* [Work instruction]
Looking at each line of the data below, tally those that contain the word "branch" and give only the total.

*** Material to process Section Begins ***

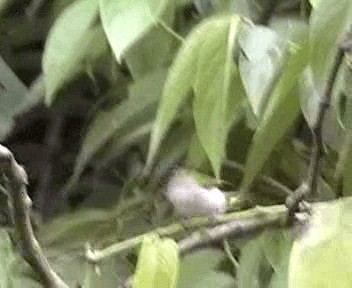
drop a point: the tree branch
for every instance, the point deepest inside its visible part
(236, 229)
(309, 187)
(20, 206)
(232, 225)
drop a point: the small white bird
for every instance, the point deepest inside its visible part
(190, 199)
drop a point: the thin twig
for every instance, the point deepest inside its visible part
(242, 223)
(20, 206)
(236, 229)
(229, 255)
(269, 10)
(52, 142)
(309, 187)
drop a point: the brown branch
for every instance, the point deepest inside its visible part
(236, 229)
(309, 187)
(20, 207)
(232, 225)
(269, 10)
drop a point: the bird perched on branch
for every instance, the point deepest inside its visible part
(190, 199)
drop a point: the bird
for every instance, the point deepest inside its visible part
(191, 199)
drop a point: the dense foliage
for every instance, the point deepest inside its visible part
(101, 99)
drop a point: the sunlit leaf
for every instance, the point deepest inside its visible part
(73, 42)
(283, 108)
(250, 264)
(260, 63)
(196, 265)
(327, 23)
(216, 85)
(216, 99)
(127, 21)
(143, 96)
(14, 98)
(157, 263)
(321, 256)
(176, 89)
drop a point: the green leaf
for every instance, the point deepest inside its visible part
(216, 99)
(73, 42)
(196, 265)
(176, 89)
(157, 264)
(214, 279)
(143, 96)
(260, 63)
(14, 98)
(283, 108)
(328, 21)
(321, 256)
(194, 68)
(314, 3)
(126, 21)
(7, 255)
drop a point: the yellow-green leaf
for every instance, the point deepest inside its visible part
(321, 256)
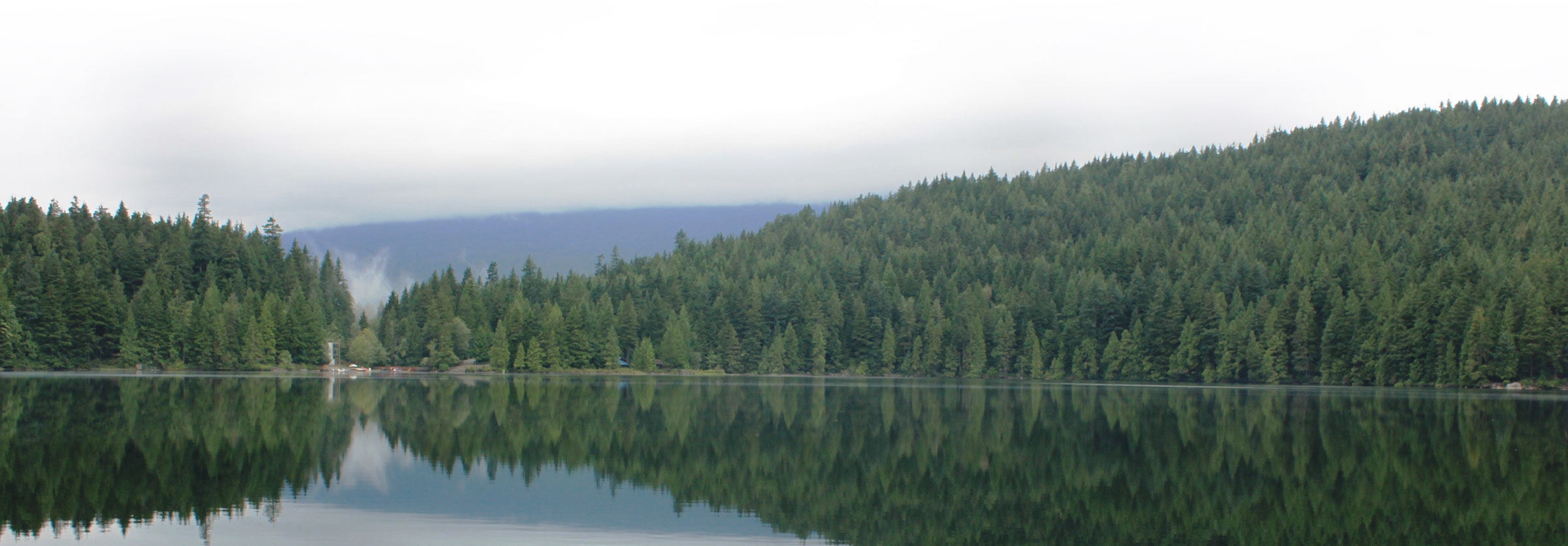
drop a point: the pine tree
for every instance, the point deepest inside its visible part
(974, 352)
(1034, 358)
(1086, 360)
(499, 353)
(676, 344)
(819, 350)
(644, 357)
(610, 352)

*** Material to process Section Ends ***

* [Your solution]
3